THE REQUEST:
Rewrite the entries below with "point_at" replaced by "locate_all" everywhere it occurs. Keep every other part of the entries unchanged.

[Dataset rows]
»»
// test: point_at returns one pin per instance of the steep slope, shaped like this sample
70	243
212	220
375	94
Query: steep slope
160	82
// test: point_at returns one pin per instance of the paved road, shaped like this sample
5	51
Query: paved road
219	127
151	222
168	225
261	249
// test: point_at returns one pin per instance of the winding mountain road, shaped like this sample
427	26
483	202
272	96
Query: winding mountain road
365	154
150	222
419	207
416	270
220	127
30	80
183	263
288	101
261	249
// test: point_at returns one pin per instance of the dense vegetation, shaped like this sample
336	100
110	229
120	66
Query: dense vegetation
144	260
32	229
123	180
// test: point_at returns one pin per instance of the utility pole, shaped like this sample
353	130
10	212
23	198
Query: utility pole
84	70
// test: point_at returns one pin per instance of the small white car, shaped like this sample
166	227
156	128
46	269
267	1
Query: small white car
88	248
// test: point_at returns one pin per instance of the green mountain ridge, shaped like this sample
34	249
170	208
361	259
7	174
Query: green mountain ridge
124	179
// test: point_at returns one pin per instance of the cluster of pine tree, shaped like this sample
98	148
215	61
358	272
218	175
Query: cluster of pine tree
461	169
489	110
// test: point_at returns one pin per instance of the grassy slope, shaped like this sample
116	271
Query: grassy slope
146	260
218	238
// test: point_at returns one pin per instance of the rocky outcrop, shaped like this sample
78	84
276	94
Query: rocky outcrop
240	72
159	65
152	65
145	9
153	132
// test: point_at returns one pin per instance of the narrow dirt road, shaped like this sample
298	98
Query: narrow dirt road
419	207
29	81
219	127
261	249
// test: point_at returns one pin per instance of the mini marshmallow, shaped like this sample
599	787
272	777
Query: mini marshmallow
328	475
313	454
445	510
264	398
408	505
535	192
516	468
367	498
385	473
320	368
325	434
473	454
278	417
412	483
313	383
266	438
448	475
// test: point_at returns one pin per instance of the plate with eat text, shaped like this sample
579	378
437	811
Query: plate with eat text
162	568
««
TASK RESULT:
// test: locate_all returns one pin per instance of the steep slope, shaped like this sample
70	243
212	220
375	94
Query: steep slope
160	82
// test: locate_all returns one pin per instance of the paved road, shaped like this sample
5	51
Query: paved road
219	127
151	222
168	225
261	249
// test: locate_all returns one pin per instance of the winding mountain road, shaped like this sample
427	26
483	202
272	96
Query: winding mountain road
365	154
150	222
419	207
416	270
220	127
30	80
183	263
288	101
261	249
// test: locate_all returns one pin per instance of the dense vegetation, shaped like this sample
336	100
110	229
120	66
Query: dense vegetation
144	260
32	229
123	180
// test: locate_all returns one pin per instance of the utility pole, shaped like this sample
353	130
10	212
23	198
Query: utility pole
84	70
// test: locate_all returns one pin per instance of the small white car, shaped like this sample
166	227
156	128
46	269
267	1
Query: small white car
88	248
// test: locate_all returns one pin per instance of the green mountain ridge, shaped like this sample
34	249
170	208
361	259
7	174
Query: green mountain ridge
124	179
// test: locate_all returns one pin per instance of the cluster of pine tree, shaped like this sample
98	148
215	61
358	272
218	175
Query: cluster of pine tree
461	169
489	110
// test: locate_all returns one pin per instance of the grassy slope, shaped like this sample
116	271
Query: grassy slope
146	260
218	238
// test: locate_all returns one pin per instance of the rocky outcrop, shaped like this sample
78	84
276	94
Query: rocky outcrop
240	72
159	65
152	65
145	9
153	132
// test: locate_all returns one pin per instance of the narrow dirt road, shaped like this sample
298	98
Query: narrow dirt road
419	207
29	81
219	127
261	249
// test: locate_all returns one pin per instance of the mini marshmallow, shaped like this sample
599	787
272	777
Query: mini marshmallow
328	475
313	454
445	510
264	398
408	505
535	192
516	468
367	498
385	473
320	368
325	434
473	454
278	417
412	483
313	383
266	438
448	475
// test: locate_all returns one pin per instance of the plate with eat text, shaped like this sample
579	378
437	811
Query: plate with eat text
162	568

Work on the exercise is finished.